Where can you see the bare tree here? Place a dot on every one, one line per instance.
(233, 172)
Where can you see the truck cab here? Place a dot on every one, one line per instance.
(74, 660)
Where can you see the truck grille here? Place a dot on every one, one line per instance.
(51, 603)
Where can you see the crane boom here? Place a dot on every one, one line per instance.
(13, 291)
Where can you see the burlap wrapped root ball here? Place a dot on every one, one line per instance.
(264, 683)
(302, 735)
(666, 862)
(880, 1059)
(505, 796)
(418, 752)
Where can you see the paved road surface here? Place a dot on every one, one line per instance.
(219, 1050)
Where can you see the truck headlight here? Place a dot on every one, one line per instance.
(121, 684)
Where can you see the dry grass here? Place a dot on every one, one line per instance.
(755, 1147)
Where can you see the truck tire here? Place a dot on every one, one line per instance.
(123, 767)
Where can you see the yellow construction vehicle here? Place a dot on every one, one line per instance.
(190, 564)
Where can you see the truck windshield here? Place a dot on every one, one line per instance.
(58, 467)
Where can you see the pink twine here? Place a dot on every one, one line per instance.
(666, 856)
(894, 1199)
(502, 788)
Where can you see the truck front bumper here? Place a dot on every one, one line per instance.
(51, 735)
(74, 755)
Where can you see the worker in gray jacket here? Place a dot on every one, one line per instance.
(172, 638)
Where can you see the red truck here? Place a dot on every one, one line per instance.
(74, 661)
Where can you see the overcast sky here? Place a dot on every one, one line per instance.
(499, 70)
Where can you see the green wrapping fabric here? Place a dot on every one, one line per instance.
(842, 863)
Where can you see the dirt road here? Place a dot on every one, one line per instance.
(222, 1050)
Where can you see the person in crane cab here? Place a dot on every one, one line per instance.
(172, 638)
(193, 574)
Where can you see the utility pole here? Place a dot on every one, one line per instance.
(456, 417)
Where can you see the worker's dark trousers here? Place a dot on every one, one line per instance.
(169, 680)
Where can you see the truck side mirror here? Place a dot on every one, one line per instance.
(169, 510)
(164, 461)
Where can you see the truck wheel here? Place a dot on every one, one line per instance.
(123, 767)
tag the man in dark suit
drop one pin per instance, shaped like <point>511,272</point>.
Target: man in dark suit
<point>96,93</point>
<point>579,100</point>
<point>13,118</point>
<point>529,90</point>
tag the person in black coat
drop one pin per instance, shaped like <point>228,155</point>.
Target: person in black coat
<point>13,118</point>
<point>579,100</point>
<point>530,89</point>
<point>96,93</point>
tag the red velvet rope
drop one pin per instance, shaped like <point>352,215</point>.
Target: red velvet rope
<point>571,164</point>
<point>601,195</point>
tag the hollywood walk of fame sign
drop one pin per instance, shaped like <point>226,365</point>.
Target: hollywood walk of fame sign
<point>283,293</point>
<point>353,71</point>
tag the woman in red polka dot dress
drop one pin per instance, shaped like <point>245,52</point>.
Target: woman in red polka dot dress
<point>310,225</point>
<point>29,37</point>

PROBLEM STATEMENT =
Quote the records starting with the line that contains "Where can you see the worker's" and going on through the line that contains "<point>529,90</point>", both included.

SOLUTION TO THIS PROBLEM =
Where can you see the worker's dark trousers here? Place a dot on every one, one line per instance.
(169, 680)
Where can you see the truck side mirror here? Place a dot on every one, one line per instance.
(169, 510)
(164, 461)
Where can you see the truck wheel here? Place a dot on every one, one line per instance.
(123, 767)
tag the man in dark suit
drop one pin per instance, shaped like <point>511,272</point>.
Target: man in dark suit
<point>96,93</point>
<point>579,100</point>
<point>13,118</point>
<point>529,90</point>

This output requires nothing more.